__Exercise__:
Pull out each row below that contains the string "xmlns", copying those rows in full.

__Source data__:
◇ ◇ ◇ ◇

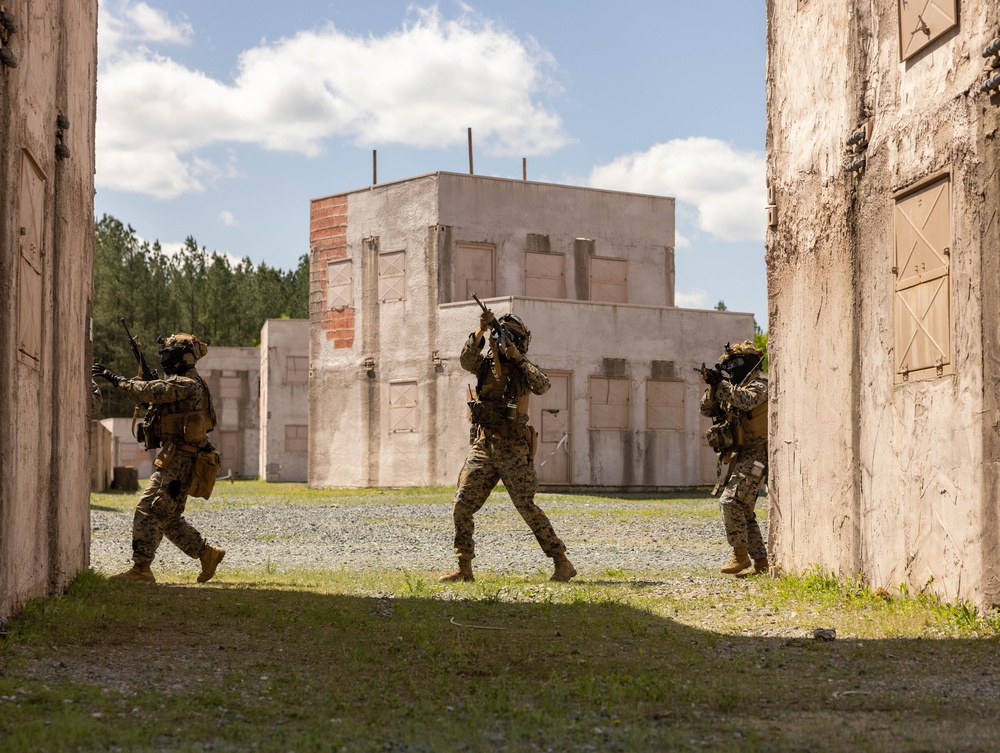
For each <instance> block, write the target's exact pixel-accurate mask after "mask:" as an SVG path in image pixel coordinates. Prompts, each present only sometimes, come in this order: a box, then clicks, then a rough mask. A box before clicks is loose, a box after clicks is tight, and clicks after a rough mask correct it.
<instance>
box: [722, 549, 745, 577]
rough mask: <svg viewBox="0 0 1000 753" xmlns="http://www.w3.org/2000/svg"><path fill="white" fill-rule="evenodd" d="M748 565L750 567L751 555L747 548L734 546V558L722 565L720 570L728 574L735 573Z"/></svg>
mask: <svg viewBox="0 0 1000 753" xmlns="http://www.w3.org/2000/svg"><path fill="white" fill-rule="evenodd" d="M748 567H750V555H748V554H747V548H746V547H745V546H735V547H733V558H732V559H731V560H729V562H727V563H726V564H725V565H723V566H722V568H721V570H720V572H723V573H726V575H735V574H736V573H741V572H743V571H744V570H746V569H747V568H748Z"/></svg>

◇ ◇ ◇ ◇

__Result__:
rough mask: <svg viewBox="0 0 1000 753" xmlns="http://www.w3.org/2000/svg"><path fill="white" fill-rule="evenodd" d="M748 565L750 567L751 555L747 548L734 546V558L722 565L720 570L728 574L735 573Z"/></svg>
mask: <svg viewBox="0 0 1000 753" xmlns="http://www.w3.org/2000/svg"><path fill="white" fill-rule="evenodd" d="M748 567H750V555H748V554H747V548H746V547H745V546H735V547H733V558H732V559H731V560H729V562H727V563H726V564H725V565H723V566H722V568H721V570H720V572H723V573H726V575H735V574H736V573H741V572H743V571H744V570H746V569H747V568H748Z"/></svg>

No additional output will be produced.